**Work instructions**
Rewrite the lines below as a numbered list, omitting any blank lines.

**Data to process**

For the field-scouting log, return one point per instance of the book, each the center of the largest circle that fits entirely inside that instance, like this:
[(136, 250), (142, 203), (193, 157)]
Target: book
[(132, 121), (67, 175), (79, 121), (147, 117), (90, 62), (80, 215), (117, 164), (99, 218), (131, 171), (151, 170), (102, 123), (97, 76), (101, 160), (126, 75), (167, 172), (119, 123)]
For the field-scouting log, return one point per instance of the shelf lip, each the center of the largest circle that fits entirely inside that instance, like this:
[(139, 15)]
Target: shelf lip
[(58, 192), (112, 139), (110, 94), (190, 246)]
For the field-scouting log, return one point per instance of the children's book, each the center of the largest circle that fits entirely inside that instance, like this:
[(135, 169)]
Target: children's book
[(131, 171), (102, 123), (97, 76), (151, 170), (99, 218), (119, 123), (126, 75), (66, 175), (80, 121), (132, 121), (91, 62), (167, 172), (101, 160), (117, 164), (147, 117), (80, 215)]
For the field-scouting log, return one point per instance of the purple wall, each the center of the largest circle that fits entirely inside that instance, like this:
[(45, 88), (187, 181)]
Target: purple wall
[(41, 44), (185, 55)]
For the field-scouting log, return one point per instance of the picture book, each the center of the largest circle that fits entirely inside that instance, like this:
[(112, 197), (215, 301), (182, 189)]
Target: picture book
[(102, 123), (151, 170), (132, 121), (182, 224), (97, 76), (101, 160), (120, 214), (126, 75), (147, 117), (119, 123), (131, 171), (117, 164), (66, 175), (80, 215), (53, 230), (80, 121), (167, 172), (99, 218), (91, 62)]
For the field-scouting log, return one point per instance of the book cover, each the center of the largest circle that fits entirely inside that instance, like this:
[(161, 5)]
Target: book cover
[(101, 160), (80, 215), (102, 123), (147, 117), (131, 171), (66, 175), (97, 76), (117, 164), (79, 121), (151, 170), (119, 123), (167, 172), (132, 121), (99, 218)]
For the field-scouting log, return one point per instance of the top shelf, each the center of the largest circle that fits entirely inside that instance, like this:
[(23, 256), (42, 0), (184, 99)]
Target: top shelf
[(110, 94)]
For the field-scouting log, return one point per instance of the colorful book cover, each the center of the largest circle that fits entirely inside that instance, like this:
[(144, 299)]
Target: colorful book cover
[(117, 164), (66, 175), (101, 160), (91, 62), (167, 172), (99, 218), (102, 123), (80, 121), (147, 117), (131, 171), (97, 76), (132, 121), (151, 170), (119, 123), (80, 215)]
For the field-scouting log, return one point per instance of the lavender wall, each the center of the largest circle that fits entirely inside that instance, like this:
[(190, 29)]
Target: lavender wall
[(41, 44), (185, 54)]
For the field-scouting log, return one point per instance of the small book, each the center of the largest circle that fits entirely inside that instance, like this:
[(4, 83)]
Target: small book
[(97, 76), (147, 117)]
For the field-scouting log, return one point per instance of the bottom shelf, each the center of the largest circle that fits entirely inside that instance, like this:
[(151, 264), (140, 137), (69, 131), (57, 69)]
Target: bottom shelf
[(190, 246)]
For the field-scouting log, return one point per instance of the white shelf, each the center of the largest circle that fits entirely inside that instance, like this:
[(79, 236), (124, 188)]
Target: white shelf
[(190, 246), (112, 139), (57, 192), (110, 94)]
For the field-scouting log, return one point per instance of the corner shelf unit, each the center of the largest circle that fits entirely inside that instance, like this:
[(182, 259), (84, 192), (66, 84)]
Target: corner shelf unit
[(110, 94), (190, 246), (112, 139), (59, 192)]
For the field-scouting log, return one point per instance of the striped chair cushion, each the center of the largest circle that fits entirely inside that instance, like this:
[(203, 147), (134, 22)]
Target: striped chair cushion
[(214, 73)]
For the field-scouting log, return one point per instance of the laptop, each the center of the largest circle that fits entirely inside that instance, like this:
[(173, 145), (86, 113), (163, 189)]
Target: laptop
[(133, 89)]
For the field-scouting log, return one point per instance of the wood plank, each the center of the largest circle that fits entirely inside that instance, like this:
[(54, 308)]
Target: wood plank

**Full response**
1. For the field-scouting log, return one point per instance of the book, each the center of the largest circle that fits entirely inside that instance, like this:
2. [(136, 250), (142, 203), (193, 157)]
3. Target: book
4. [(132, 121), (67, 175), (79, 121), (147, 117), (90, 62), (80, 215), (117, 164), (99, 218), (131, 171), (151, 170), (102, 123), (97, 76), (101, 160), (126, 75), (167, 172), (119, 123)]
5. For the field-scouting log, return one point per instance of the shelf lip, each the center of the largest circle that fits entirely inside that instance, like this:
6. [(139, 15)]
7. Target: shelf lip
8. [(58, 192), (112, 139), (110, 94), (190, 246)]
9. For the field-scouting log, return one point per instance of the children's book, each the center of the largest circle that fits entirely inside that instance, like this:
10. [(135, 169)]
11. Target: children's book
12. [(131, 171), (102, 123), (97, 76), (151, 170), (99, 218), (119, 123), (126, 75), (66, 175), (80, 121), (132, 121), (91, 62), (167, 172), (101, 160), (117, 164), (147, 117), (80, 215)]
13. For the field-scouting log, return one point per instance of the purple wall, each the center of the largest circle that fits entirely inside that instance, like this:
14. [(45, 88), (187, 181)]
15. Target: purple wall
16. [(41, 44), (185, 55)]
17. For the field-scouting log, return one point per instance of the picture book, each the center of the largest circle that fits entirely inside that instance, like this:
18. [(112, 197), (215, 301), (182, 189)]
19. Target: picture book
20. [(102, 123), (151, 170), (132, 121), (182, 224), (97, 76), (101, 160), (120, 214), (126, 75), (147, 117), (119, 123), (131, 171), (117, 164), (66, 175), (80, 215), (53, 230), (80, 121), (167, 172), (99, 218), (91, 62)]
21. For the field-scouting log, return one point per instance of the book cover, each the center of the largest circle that fits entirely inside that instance, like this:
22. [(161, 5)]
23. Target: book cover
24. [(101, 160), (80, 215), (102, 123), (147, 117), (131, 171), (66, 175), (97, 76), (117, 164), (79, 121), (151, 170), (119, 123), (167, 172), (132, 121), (99, 218)]
25. For the field-scouting log, return one point per instance of the top shelf, each the center of the largest circle that fits entirely inside that instance, like this:
26. [(23, 256), (42, 0), (184, 99)]
27. Target: top shelf
28. [(110, 94)]
29. For the field-scouting log, return one point per instance of the colorful book cover, each the center of the largest circle that fits entirely inside that instance, like this:
30. [(144, 299)]
31. Target: colorful book cover
32. [(117, 164), (66, 175), (101, 160), (91, 62), (167, 172), (99, 218), (102, 123), (80, 121), (147, 117), (131, 171), (97, 76), (132, 121), (151, 170), (119, 123), (80, 215)]
33. For the field-scouting log, return one point per instance of the lavender wall, each the center of the largest circle that fits entirely inside that instance, like this:
34. [(190, 29)]
35. Target: lavender wall
36. [(41, 44), (185, 54)]
37. For the field-scouting log, return one point per instance of the small book, each the center of the largest circle that fits entirely inside that instance, like this:
38. [(4, 83)]
39. Target: small book
40. [(97, 76), (147, 117)]
41. For the field-scouting log, return one point per instance of the bottom shelf, each the center of the largest circle that fits entirely inside that instance, like this:
42. [(151, 264), (140, 137), (69, 131), (57, 69)]
43. Target: bottom shelf
44. [(190, 246)]
45. For the field-scouting log, return one point per instance of the white shelf, each the center of the largest circle that fits entirely inside that instance, like this:
46. [(79, 236), (124, 188)]
47. Target: white shelf
48. [(190, 246), (112, 139), (57, 192), (110, 94)]
49. For the field-scouting log, return one point per instance of the corner shelf unit, each the center of the largest circle that fits entirely inside that instance, like this:
50. [(182, 259), (84, 192), (66, 84)]
51. Target: corner shelf unit
52. [(110, 94), (190, 246), (112, 139), (59, 192)]
53. For the field-scouting log, return one point per instance of the striped chair cushion, each the center of the largest circle that fits entirely inside that instance, like this:
54. [(203, 147), (134, 22)]
55. Target: striped chair cushion
56. [(214, 73)]
57. For the field-scouting log, return one point per instance of the laptop, each the center of the largest circle that fits entirely inside that instance, like this:
58. [(173, 145), (86, 113), (163, 189)]
59. Target: laptop
60. [(133, 89)]
61. For the field-scouting log, return one point per instance of the wood plank, each the center of the largest circle that fits entirely inside that instance, like this:
62. [(54, 308)]
63. Target: wood plank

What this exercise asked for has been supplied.